=== TEXT PROVIDED ===

By Alcoholandaphorisms

Tasting Notes: Douglas Laing: Timorous Beastie: 40 Year

Douglas Laing: Timorous Beastie: 40 Year (Scottish Blended Malt Whisky: 40 Year: 54.7% ABV0

Visual: Custard gold.

Viscosity: Slow thick streaks.

Nose: Very floral. Slight menthol. Vanilla. Oily and waxy. Heather. Light smoke. Battenberg. Grapes. Cream soda. Water adds sour grapes and sulfur. Butterscotch.

Body: Grapes. Caramac sweet bars. Definite alcohol. White wine. Cream soda. Water makes more marshmallow front and citrus back. Apples in a calvados style comes out over time.

Finish: Strong alcohol. Gin. Elderberry. Grapes. Waxy. Cream soda. Drying. Tropical fruit and white chocolate. White wine. Water adds more grapes and a slight make spirit style fruitiness.

Conclusion: This is not what I expected of a 40 year old whisky, not at all. It has all the vibrancy of a young whisky – especially a fruitiness that hints to make spirit, but it is matched with a smooth character and a very white wine style character that speaks of its age. It even has a very unusual cream soda style side of sweetness. It matches very vinous notes with butterscotch and even a slight sharpness in the fruitiness in a way that is very rarely seen in whisky.

There are elements that range as wide, and are as unexpected as a waxy battenberg, a sharp butterscotch, and a vinous soda. Combinations of words that you would not expect to be seen together, even less so to work as well as they do. It is very distinct and different. Most old whiskies I try are good, but feel so smooth as to be understated – the strong abv of this means that it is still forceful in its odd complexity.

=== GIVEN PROBLEM A ===
Condense the paragraph of the whisky tasting notes that begins "There are elements that range as wide" into two sentences, keeping its main points.
=== GIVEN PROBLEM B ===
Answer these questions from the whisky tasting notes, one line each:
(i) What color is listed under "Visual"?
(ii) What does water add on the nose?
(iii) What comes out in the body over time?
=== GIVEN PROBLEM C ===
Continue the whisky tasting notes from the point where they end.

=== DATA EXCERPTS ===
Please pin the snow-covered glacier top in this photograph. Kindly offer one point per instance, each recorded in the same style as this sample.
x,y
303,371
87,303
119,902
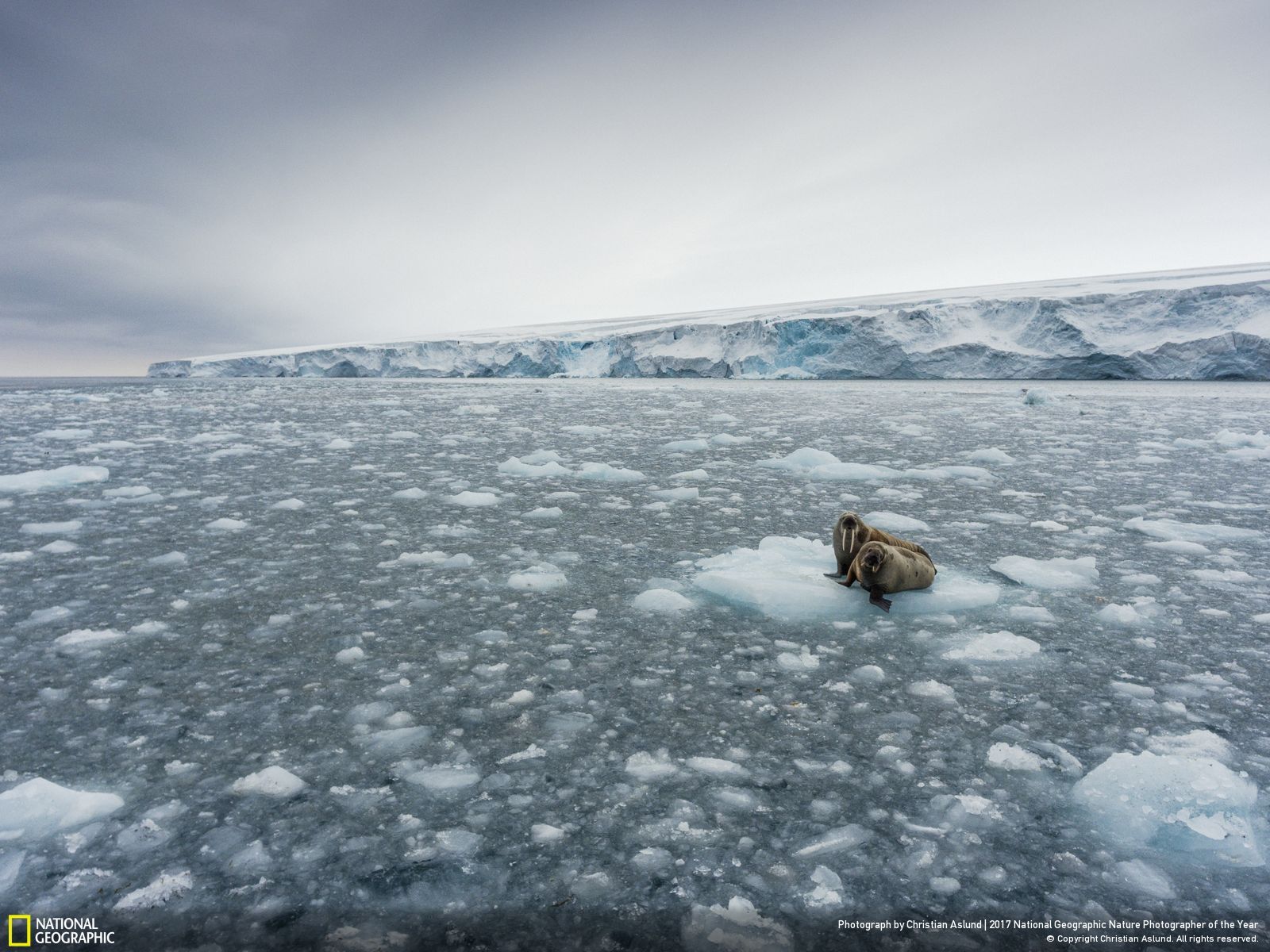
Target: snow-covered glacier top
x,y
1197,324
* * *
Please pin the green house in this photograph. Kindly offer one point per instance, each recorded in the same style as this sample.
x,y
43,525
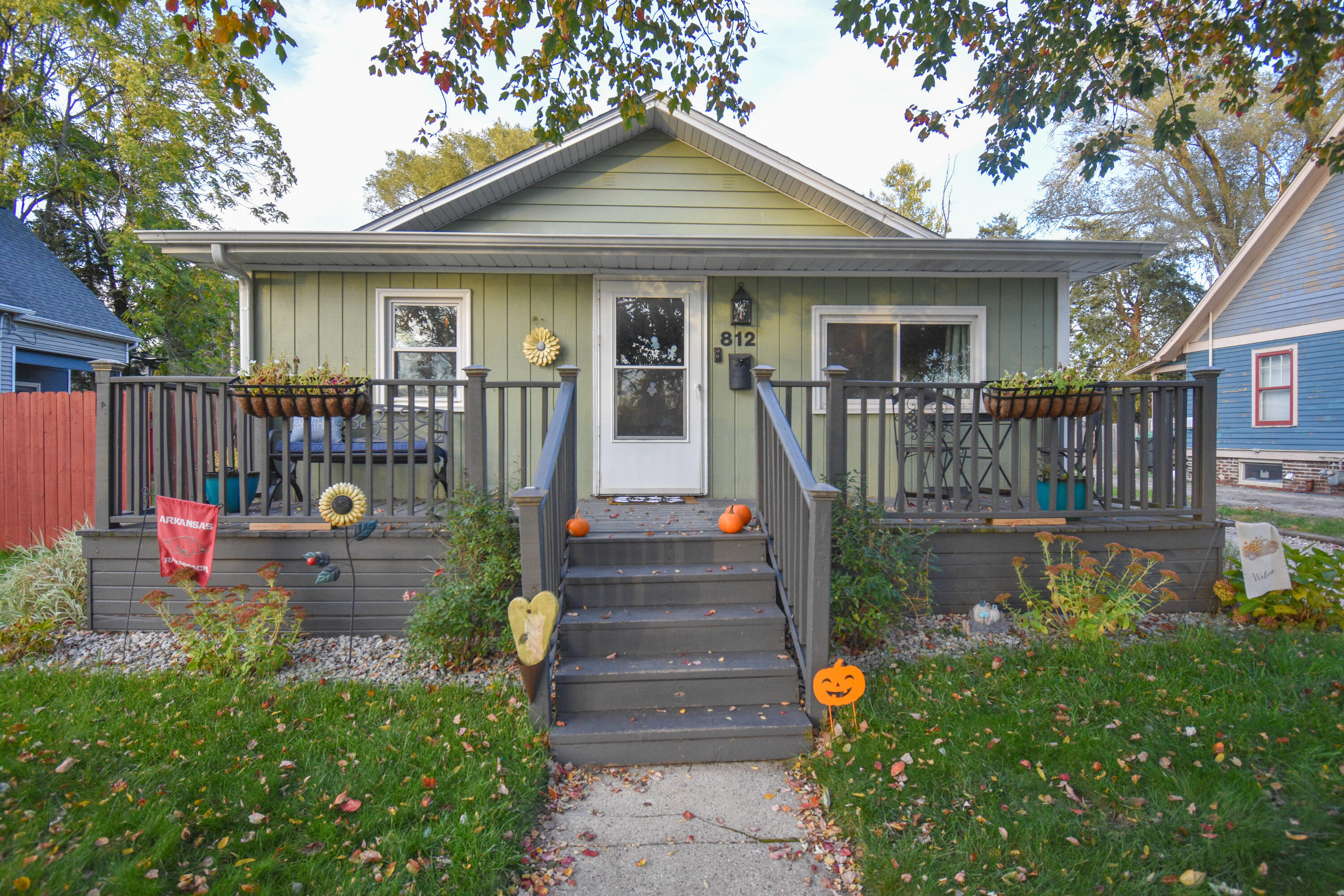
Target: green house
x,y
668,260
...
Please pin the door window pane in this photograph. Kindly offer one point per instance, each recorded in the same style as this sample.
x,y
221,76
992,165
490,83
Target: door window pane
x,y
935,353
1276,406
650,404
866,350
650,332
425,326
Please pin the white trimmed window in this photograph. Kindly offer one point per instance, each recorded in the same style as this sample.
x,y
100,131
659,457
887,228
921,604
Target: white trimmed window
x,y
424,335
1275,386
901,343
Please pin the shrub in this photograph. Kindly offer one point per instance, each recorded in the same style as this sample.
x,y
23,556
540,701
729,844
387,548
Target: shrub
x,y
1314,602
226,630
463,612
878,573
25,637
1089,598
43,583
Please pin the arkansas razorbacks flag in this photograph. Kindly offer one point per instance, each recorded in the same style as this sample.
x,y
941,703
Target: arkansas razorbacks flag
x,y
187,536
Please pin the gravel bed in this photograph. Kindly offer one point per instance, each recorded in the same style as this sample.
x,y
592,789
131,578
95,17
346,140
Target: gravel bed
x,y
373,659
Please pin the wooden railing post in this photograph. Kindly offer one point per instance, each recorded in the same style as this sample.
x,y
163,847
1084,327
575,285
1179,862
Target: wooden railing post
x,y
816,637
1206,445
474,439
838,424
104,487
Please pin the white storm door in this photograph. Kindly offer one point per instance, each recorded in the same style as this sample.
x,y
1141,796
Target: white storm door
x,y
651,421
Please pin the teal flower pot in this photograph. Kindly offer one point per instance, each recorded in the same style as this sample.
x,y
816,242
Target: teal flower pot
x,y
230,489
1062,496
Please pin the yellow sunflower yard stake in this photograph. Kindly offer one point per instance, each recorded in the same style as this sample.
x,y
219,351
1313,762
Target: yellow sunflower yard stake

=== TASK RESULT A ===
The whisky brings together unexpected elements, such as a waxy battenberg, a sharp butterscotch and a vinous soda, which work together far better than one would expect and make it very distinct. Most old whiskies are good but so smooth that they feel understated, while this one's strong ABV keeps it forceful in its odd complexity.

=== TASK RESULT B ===
(i) Custard gold.
(ii) Sour grapes and sulfur.
(iii) Apples in a calvados style.

=== TASK RESULT C ===
Water integrates the notes and smooths it out a lot, but it still keeps a slight sharpness – what gets brought out is more white chocolate and tropical fruit – really emphasising the bourbon aging influence.

A spritzy, unusual, gin influenced, winey, butterscotch whisky. It feels like it has been influenced by far more spirits than it can possibly have been – white wine, grappa, gin, rakia, calvados. So many styles resulting in a whisky unlike any other. It does have slight rough edges at times of sourness and alcohol, but I have not seen many spirits this fascinating and unique. So, not the best, but unique and that earns it a heck of a place in itself.

Background: 300 whisky tasting notes! I actually had a bottle set aside for this, but ended up hitting the 300 at Independent Spirit‘s uber whisky tasting. A 40 year old blended malt is one well worth the 300 mark, so what a wonderful coincidence! Sorry the photo is a bit rubbish on this – I started drinking then realised I hadn’t done the photo yet so it is a bit hurried and half empty. My bad. As before as this was a social event with five different whiskies my notes may be shorter and more scattershot than normal but I do my best.